==== DATA EXTRACT ====

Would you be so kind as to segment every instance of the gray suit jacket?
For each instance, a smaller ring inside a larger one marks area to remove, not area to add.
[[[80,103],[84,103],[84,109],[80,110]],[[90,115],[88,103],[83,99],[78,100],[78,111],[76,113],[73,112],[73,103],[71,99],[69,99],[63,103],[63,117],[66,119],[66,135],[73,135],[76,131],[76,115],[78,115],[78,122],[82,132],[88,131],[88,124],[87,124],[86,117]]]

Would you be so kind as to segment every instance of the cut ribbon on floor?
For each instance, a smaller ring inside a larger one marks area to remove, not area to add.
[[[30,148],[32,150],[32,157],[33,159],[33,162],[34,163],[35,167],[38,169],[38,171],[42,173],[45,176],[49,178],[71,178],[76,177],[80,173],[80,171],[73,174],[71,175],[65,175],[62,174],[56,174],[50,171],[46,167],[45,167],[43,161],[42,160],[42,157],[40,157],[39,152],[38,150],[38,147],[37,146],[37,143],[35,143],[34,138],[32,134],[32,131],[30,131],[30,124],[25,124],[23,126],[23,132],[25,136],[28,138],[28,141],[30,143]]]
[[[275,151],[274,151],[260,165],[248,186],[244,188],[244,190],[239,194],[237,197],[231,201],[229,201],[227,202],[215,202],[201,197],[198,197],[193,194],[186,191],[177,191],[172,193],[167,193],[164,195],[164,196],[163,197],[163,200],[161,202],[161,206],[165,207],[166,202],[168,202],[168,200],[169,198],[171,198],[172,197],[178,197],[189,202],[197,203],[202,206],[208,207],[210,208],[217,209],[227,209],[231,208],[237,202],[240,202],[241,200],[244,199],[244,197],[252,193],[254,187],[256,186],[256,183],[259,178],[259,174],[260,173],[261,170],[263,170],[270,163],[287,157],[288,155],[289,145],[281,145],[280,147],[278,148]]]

====

WORK TO DO: Copy every record exactly as presented.

RESPONSE:
Would you be so kind as to segment every instance of the gray suit jacket?
For each instance, a smaller ring inside a larger one marks area to remove, not area to add.
[[[80,103],[84,103],[84,109],[80,110]],[[90,115],[88,103],[83,99],[78,100],[78,111],[76,113],[73,112],[73,103],[71,99],[69,99],[63,103],[63,117],[66,119],[66,135],[73,135],[76,131],[76,115],[78,115],[78,122],[82,132],[88,131],[88,124],[87,124],[86,117]]]

Would you be so kind as to segment every instance of the cut ribbon on floor?
For each instance, a smaller ring inside a larger one marks area to remove, not area to add.
[[[30,148],[32,150],[32,157],[33,159],[33,162],[34,163],[35,167],[38,169],[38,171],[42,173],[45,176],[49,178],[71,178],[76,177],[80,173],[80,171],[73,174],[71,175],[65,175],[62,174],[56,174],[50,171],[46,167],[45,167],[43,161],[42,160],[42,157],[40,157],[39,152],[38,150],[38,147],[37,146],[37,143],[35,143],[34,138],[32,134],[32,131],[30,131],[30,124],[25,124],[23,126],[23,132],[25,136],[28,138],[28,141],[30,143]]]
[[[275,151],[274,151],[260,165],[248,186],[244,188],[244,190],[239,194],[237,197],[231,201],[229,201],[227,202],[215,202],[201,197],[198,197],[193,194],[186,191],[177,191],[172,193],[167,193],[164,195],[164,196],[163,197],[163,200],[161,202],[161,206],[165,207],[166,202],[168,202],[168,200],[169,198],[171,198],[172,197],[178,197],[189,202],[197,203],[202,206],[208,207],[210,208],[217,209],[227,209],[231,208],[237,202],[240,202],[241,200],[244,199],[244,197],[252,193],[254,187],[256,186],[256,183],[259,178],[259,174],[260,173],[261,170],[263,170],[270,163],[287,157],[288,155],[289,145],[281,145],[280,147],[278,148]]]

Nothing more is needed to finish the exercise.